Page text below:

In today’s modern world, students, teachers, families, communities, and cultural organisations have access to a wealth of research opportunities at the touch of a button.
If you’re interested in reconnecting with your past, or discovering more about Victoria’s vast World War I history, try these research tools.
The Victorian Government has made it possible to search the embarkation records of those who left Victoria during 1914 on the First Convoy. Use this tool to view the embarkation record for these individuals who left on one of 17 troopships during September and October 1914. These records link through to the National Archives of Australia Discovering Anzacs site, where further information including Enlistment Records can be found. Use the online search tool or alternatively, researchers can download the entire Embarkation Roll in Excel format. Visit the online research tool.
The National Archives of Australia is the custodian of the individual service records of every man and woman to have served Australia in war.
Via Discovering Anzacs you can search for service records by name or area.
This site will display information on service personnel including Unit, Brigade and Rank plus a scanned copy of the original Enlistment Record.
The Australian War Memorial’s collection is enormous, extensive and remarkably diverse. Its archival collections are divided into two major parts: official records and private records.
The private records collection contains the letter, diaries, photographs and other artefacts of thousands of individual Australian servicemen and women. When researching a particular individual it is always worthwhile to put that person’s name in the AWM’s collection database.
The official records collection is enormous but more predictable for the searcher. The AWM houses the nominal roll (the name and date of every person who enlisted) the embarkation roll (the name and date of every person who left Australia) and the Honour Roll (the name and date of every person who died on active service). These are the starting points for research into any individual who served Australia.
The AWM has also digitised the Official History of Australia in the First World War. Researchers can therefore read the 11 volume official history and three volume medical history online.
Victoria’s magnificent Library has given the online researcher, particularly the online Victorian researcher, the greatest possible assistance to help understand the impact of the First World War on the local community.

End of Page text.
Data section below:

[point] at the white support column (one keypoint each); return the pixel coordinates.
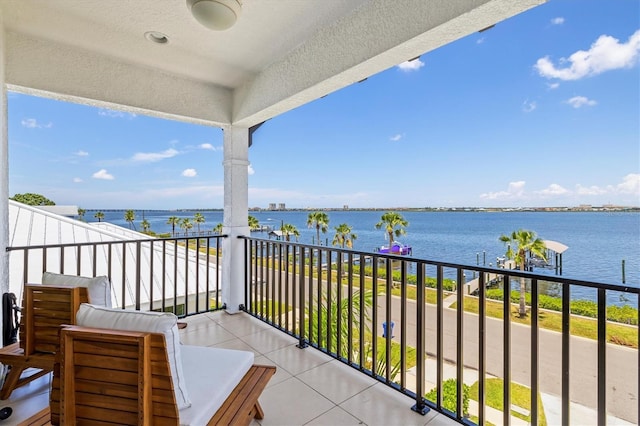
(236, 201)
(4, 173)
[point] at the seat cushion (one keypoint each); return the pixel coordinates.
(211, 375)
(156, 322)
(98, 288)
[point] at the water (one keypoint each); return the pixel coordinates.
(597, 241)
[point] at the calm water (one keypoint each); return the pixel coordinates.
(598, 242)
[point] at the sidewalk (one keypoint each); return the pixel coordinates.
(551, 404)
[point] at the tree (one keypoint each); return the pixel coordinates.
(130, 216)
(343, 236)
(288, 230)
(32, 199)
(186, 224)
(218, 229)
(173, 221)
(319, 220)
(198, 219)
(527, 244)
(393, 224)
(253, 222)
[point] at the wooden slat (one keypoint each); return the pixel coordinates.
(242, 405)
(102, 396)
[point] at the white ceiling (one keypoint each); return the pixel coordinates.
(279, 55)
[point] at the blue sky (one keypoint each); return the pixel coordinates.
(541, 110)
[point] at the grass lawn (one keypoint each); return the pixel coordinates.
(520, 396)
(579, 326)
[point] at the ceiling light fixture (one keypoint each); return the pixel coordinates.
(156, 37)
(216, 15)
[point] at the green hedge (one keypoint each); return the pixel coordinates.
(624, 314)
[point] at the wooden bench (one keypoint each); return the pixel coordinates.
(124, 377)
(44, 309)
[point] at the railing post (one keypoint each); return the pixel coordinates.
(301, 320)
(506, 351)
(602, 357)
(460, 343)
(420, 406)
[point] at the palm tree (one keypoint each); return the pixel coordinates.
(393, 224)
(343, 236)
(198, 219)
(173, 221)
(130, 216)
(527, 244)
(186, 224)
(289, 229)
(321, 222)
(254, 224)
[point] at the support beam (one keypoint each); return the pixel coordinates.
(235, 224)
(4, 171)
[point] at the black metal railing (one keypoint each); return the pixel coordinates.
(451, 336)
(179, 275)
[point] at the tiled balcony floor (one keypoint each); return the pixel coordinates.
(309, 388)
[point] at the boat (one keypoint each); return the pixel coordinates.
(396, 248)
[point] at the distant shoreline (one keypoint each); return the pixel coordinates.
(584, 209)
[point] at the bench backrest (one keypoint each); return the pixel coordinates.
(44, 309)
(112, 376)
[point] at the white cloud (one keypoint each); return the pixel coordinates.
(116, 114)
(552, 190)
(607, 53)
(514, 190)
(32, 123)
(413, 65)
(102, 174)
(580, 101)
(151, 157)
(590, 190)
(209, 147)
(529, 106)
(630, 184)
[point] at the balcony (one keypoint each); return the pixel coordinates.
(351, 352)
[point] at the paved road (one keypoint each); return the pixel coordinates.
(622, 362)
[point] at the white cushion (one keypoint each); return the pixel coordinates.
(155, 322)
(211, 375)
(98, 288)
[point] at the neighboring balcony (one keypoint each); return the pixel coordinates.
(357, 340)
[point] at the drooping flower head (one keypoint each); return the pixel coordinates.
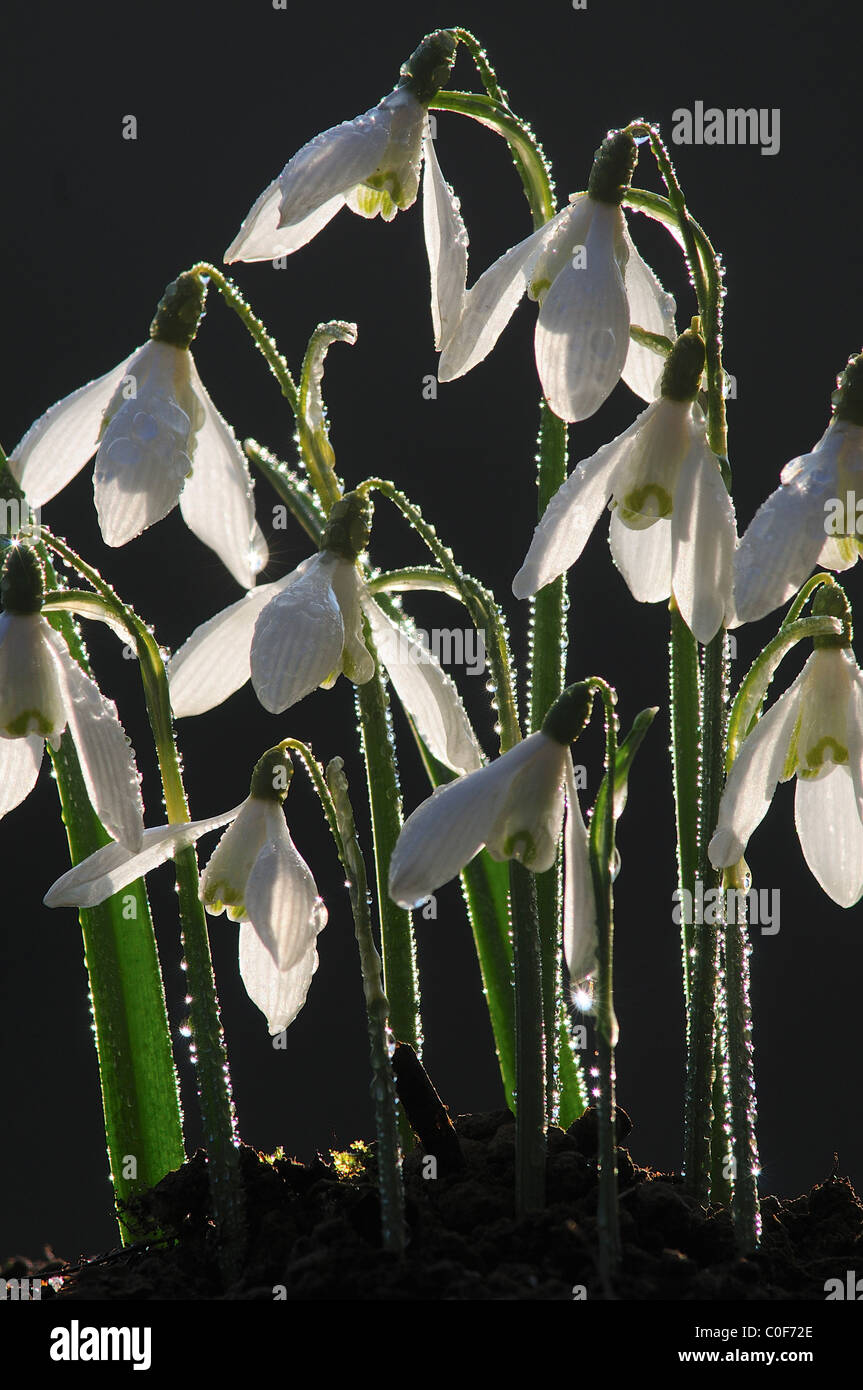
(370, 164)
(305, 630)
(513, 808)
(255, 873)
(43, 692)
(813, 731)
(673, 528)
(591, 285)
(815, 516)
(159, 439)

End of Data section.

§ **Work instructions**:
[A] Answer these questions from the page on World War I research tools:
(i) How many troopships carried the First Convoy out of Victoria in 1914?
(ii) What does the Honour Roll held by the AWM list?
(iii) How many volumes make up the official history that the AWM has put online?
[B] Write out the page on World War I research tools from "If you’re interested" to "Australia in war.", renaming "troopships" as "transport ships".
The rows have no connection to the page on World War I research tools.

§ **Set of answers**:
[A]
(i) 17 troopships.
(ii) The name and date of every person who died on active service.
(iii) 11 volumes, along with a three-volume medical history.

[B]
If you’re interested in reconnecting with your past, or discovering more about Victoria’s vast World War I history, try these research tools.
The Victorian Government has made it possible to search the embarkation records of those who left Victoria during 1914 on the First Convoy. Use this tool to view the embarkation record for these individuals who left on one of 17 transport ships during September and October 1914. These records link through to the National Archives of Australia Discovering Anzacs site, where further information including Enlistment Records can be found. Use the online search tool or alternatively, researchers can download the entire Embarkation Roll in Excel format. Visit the online research tool.
The National Archives of Australia is the custodian of the individual service records of every man and woman to have served Australia in war.